▸ **Given data**
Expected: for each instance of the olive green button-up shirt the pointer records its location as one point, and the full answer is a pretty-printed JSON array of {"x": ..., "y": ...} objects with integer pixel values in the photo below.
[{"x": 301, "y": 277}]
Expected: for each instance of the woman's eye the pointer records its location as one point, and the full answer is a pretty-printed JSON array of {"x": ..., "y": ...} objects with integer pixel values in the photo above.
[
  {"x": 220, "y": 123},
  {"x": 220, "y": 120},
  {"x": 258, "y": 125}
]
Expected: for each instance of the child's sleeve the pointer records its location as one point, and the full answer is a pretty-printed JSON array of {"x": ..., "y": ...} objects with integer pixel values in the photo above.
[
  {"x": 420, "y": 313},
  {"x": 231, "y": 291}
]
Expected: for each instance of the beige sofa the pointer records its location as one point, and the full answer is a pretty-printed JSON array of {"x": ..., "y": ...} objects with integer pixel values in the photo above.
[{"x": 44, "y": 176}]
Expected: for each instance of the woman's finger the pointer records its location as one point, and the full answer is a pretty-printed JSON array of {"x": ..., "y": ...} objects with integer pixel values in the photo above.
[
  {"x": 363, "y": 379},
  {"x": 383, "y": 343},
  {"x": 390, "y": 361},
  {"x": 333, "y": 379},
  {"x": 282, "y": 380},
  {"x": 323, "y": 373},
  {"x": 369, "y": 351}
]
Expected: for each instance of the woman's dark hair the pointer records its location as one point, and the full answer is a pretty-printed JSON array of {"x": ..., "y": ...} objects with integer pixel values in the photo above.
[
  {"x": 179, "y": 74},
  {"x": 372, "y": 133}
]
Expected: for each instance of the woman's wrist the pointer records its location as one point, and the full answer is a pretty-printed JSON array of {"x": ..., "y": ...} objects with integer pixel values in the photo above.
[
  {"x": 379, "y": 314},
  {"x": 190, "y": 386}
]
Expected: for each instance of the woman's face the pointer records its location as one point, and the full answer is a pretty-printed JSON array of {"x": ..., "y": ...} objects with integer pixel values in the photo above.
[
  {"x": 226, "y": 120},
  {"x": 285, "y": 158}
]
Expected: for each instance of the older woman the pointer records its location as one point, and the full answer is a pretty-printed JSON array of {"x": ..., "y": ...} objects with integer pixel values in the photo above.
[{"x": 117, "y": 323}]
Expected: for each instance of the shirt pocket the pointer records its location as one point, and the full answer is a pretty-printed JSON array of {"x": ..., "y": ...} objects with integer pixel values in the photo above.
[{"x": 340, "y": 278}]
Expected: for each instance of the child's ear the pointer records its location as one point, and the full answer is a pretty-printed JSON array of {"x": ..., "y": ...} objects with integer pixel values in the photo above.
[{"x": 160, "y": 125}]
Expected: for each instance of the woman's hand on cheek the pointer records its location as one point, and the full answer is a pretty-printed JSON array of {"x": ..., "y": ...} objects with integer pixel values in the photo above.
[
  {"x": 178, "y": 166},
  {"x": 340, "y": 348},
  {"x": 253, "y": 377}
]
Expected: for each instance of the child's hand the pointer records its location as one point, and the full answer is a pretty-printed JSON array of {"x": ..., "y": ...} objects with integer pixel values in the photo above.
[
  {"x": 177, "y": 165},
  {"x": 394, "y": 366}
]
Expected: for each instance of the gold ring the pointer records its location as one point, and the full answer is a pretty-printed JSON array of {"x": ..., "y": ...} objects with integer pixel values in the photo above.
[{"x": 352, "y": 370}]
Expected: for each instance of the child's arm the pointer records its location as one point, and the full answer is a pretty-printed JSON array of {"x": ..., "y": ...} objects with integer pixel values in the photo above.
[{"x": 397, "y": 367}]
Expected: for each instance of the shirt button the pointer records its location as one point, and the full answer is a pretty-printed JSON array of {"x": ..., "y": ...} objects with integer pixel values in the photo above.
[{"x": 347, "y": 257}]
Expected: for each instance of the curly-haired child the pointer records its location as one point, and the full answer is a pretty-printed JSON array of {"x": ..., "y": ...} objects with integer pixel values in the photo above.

▸ **Written instruction**
Please copy the lines above word for word, keeping every character the same.

▸ **Exercise answer**
Expected: for each instance of the olive green button-up shirt the pointer records its location as one point, and the full answer is a pretty-printed JSON array of {"x": ..., "y": ...} objects with integer pixel values in the photo below.
[{"x": 301, "y": 277}]
Expected: for each instance of the woman's eye the pointer records its location as one point, and the full answer is a pretty-printed JSON array of {"x": ..., "y": ...} objects with integer pixel values in the photo above.
[
  {"x": 220, "y": 123},
  {"x": 220, "y": 120},
  {"x": 258, "y": 125}
]
Expected: for each instance of the child's sleeve the pointer records its location as one point, and the full answer is a pretty-printed JSON array of {"x": ..., "y": ...} objects with integer pixel values in the photo above.
[
  {"x": 420, "y": 313},
  {"x": 231, "y": 291}
]
Expected: for each instance of the beige sofa the pointer records its location as one point, and the full answer is a pretty-printed JSON array of {"x": ..., "y": ...} objects with integer pixel values in the photo above.
[{"x": 44, "y": 176}]
Expected: for each instance of the woman's finger the pointer records its location as one point, and the full answer is a pretty-printed JSON array of {"x": ..., "y": ...} objects with integer pixel values in the photo above.
[
  {"x": 363, "y": 379},
  {"x": 383, "y": 343},
  {"x": 390, "y": 361},
  {"x": 333, "y": 379},
  {"x": 282, "y": 380},
  {"x": 323, "y": 373},
  {"x": 369, "y": 351}
]
Expected: for each instance of the woman's dark hair the pointer records its location as one point, and the full answer is a pretty-printed JSON array of {"x": ..., "y": ...} objects with integer pixel values in the photo above.
[
  {"x": 179, "y": 74},
  {"x": 372, "y": 133}
]
Expected: for each instance of the woman's wrist the pointer records its location as one point, and the full answer is a pretty-printed JSON array of {"x": ..., "y": ...} objects with integer pixel values in the photo above.
[
  {"x": 379, "y": 314},
  {"x": 190, "y": 386}
]
Expected: for each instance of the woman's face the pointer records its location as one point, and the full answer is a pretty-printed JSON array of {"x": ..., "y": ...} objects with integer pixel values in the photo above.
[
  {"x": 226, "y": 120},
  {"x": 285, "y": 158}
]
Expected: for each instance of the older woman the pointer records its location as one point, and the full answer is a pretty-printed JSON array of {"x": ..., "y": ...} objects with integer pixel values in the photo above.
[{"x": 117, "y": 323}]
Expected: for each instance of the shirt pocket the pointer records its location as one point, and the full answer is a pretty-printed JSON array of {"x": ..., "y": ...} objects with integer pixel values in the photo above.
[{"x": 340, "y": 278}]
Expected: for each instance of the child's ear the pointer records its location as one point, and the full answer is a pretty-printed JSON array of {"x": ..., "y": ...} objects with integer pixel values in the photo above.
[{"x": 160, "y": 125}]
Expected: for each instance of the woman's hand on cheek the pointer records its location as one point, and the full answer is a pretty-printed JSON array of {"x": ..., "y": ...} objects with integer pixel values in the photo above.
[
  {"x": 178, "y": 166},
  {"x": 340, "y": 348},
  {"x": 253, "y": 377}
]
Expected: for each instance of the child's hand the pointer records its location as one point, and the full answer is a pretty-printed JSON array of {"x": ..., "y": ...} objects with integer pixel values in the photo above.
[
  {"x": 177, "y": 165},
  {"x": 394, "y": 366}
]
Expected: for each instance of the gold ring the pointer records its location as one point, and the full answer is a pretty-printed JSON array of {"x": ..., "y": ...} objects with integer pixel values in the photo above.
[{"x": 352, "y": 370}]
Expected: for each instance of the child's arm the pointer records its location as one point, and the full answer is a pretty-printed JSON array of {"x": ..., "y": ...} objects with integer pixel values in the photo above.
[{"x": 397, "y": 367}]
Expected: for each instance of the shirt button the pointer records its location as one point, and the full answer is a pretty-printed JSON array of {"x": ..., "y": ...} objects with integer pixel values in the photo above.
[{"x": 347, "y": 257}]
Expected: for each instance of the curly-haired child the pointer records its location as one point, and the full answer is a pretty-printed JSON array of {"x": ..., "y": ...} objects with integer pixel values in the photo above.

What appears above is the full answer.